Экранизация романа "Солярис" Б. Ниренбурга 1968 г.
Предыстория возникновения этой экранизации такова. В 1966 г. в Главной редакции литературно-драматических программ ЦТ создано Творческое объединение приключений и фантастики (ПиФ), руководителем которого стал Борис Эдуардович Ниренбург — известный в то время телевизионный режиссёр, заслуженный деятель искусств РСФСР. Необходимо было создавать творческий «портфель» нового отдела, и Б. Ниренбург, ратовавший за то, чтобы в основе сценариев была хорошая серьёзная литература, выступил с идеей сделать телеспектакль по роману Ст. Лема «Солярис».
Заняты в спектакле были актёры вахтанговского театра: Василий Лановой (Крис Кельвин), Владимир Этуш (Снаут), тогдашняя студентка Щукинского училища Антонина Пилюс (Хари), Владимир Зозулин (Сарториус), в эпизодах снялись В. Дугин и А. Кацинский. Спектакль (ч/б, в двух частях, 2 часа 22 минуты) показан 8-9 октября 1968 г. (с повтором 10 и 11 октября) по 1-й программе Всесоюзного телевидения.
Пожалуй, это самая близкая к литературному первоисточнику экранизация романа. Но Ст. Лем о ней, видимо, не знал. Во всяком случае, в интервью, взятых у писателя в последние годы жизни, он упоминает только о фильмах Тарковского и Содерберга. «Молчит» о первой экранизации романа и официальный сайт Лема http://www.lem.pl/. Демонстрировалась она редко и за пределами СССР не была известна.
Интересно, что все режиссёры, снимавшие свои версии «Соляриса», отказывались от демонстрации технических достижений будущего. Тарковский сожалел о том, что впустил в свою картину научно-фантастический антураж. Отказ от акцента на технических чудесах декларировал и Содерберг. Стремлением «уйти от фантастики» во внешней атрибутике отмечена и версия Ниренбурга: здесь нет ни космических кораблей , ни эффектных интерьеров космической станции; Океан, так или иначе показанный в двух последующих экранизациях, здесь лишь символически обозначен звуковым оформлением
Антураж космической станции в телеспектакле скромен, почти убог: посадочный отсек, куда прилетает Крис, напоминает, скорее, пустующее заводское помещение (или павильон киностудии!) с металлическими лестницами вдоль стен и тонкими, как прутья, перилами. Шаги Криса эхом отдаются в пустом пространстве. Тёмные коридоры станции, освещённые круглыми лампами, свет от которых яркой трапецией падает вниз, наводят на мысль о тюремных подземельях.Ощущение страха нагнетается и авангардной музыкой: в звуковой партитуре преобладают искажённые голоса, отсылающие к нечеловеческим воплям «гостей» в романе Ст. Лема, барабанная дробь, звук пишущей машинки или телеграфного аппарата, отбивающего сообщение.

Метки точек объектов
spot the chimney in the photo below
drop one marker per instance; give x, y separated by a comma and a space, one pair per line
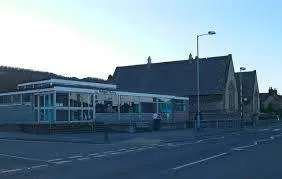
149, 62
190, 57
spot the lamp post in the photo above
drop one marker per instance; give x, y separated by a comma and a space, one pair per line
241, 92
198, 78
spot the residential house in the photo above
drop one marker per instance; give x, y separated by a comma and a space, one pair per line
250, 91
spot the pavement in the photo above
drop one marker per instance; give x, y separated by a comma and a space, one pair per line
113, 137
250, 153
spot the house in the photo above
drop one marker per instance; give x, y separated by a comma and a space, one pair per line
271, 102
218, 91
250, 91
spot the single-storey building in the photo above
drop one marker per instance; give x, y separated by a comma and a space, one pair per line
56, 101
218, 88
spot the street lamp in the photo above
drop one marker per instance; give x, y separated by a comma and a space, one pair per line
241, 92
198, 77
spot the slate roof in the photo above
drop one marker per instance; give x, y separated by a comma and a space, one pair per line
176, 77
248, 83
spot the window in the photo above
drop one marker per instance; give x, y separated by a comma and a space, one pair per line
75, 100
148, 107
129, 104
62, 115
62, 99
26, 98
75, 115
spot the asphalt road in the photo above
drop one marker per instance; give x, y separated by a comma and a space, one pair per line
255, 153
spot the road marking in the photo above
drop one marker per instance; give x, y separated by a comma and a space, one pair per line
75, 156
218, 138
54, 160
115, 153
234, 133
133, 148
127, 151
12, 170
85, 158
199, 161
39, 166
23, 158
245, 146
93, 154
98, 156
108, 152
121, 150
62, 162
264, 140
171, 145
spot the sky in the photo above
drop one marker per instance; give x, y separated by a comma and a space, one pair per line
85, 38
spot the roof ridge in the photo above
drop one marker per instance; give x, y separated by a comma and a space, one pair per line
174, 61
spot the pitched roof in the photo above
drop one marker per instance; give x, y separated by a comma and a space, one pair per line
248, 83
175, 77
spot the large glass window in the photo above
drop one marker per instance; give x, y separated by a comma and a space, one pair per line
41, 100
106, 103
7, 99
180, 105
26, 98
35, 100
16, 98
86, 100
129, 104
75, 115
62, 99
148, 107
48, 100
62, 115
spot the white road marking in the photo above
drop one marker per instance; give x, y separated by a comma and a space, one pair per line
98, 156
54, 160
115, 153
171, 145
39, 166
133, 148
84, 158
93, 154
62, 162
218, 138
127, 151
121, 150
12, 170
278, 135
264, 140
199, 161
234, 133
106, 152
75, 156
23, 158
245, 146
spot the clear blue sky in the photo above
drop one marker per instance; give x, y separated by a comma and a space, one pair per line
91, 37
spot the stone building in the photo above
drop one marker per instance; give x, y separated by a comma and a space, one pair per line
218, 89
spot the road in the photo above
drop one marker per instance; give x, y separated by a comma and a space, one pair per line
254, 153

▸ **Задание**
Какой актёр сыграл Снаута в телеспектакле, описанном в тексте об экранизации «Соляриса» 1968 года? Данные представляют собой отдельный материал.

▸ **Ответ к заданию**
Владимир Этуш.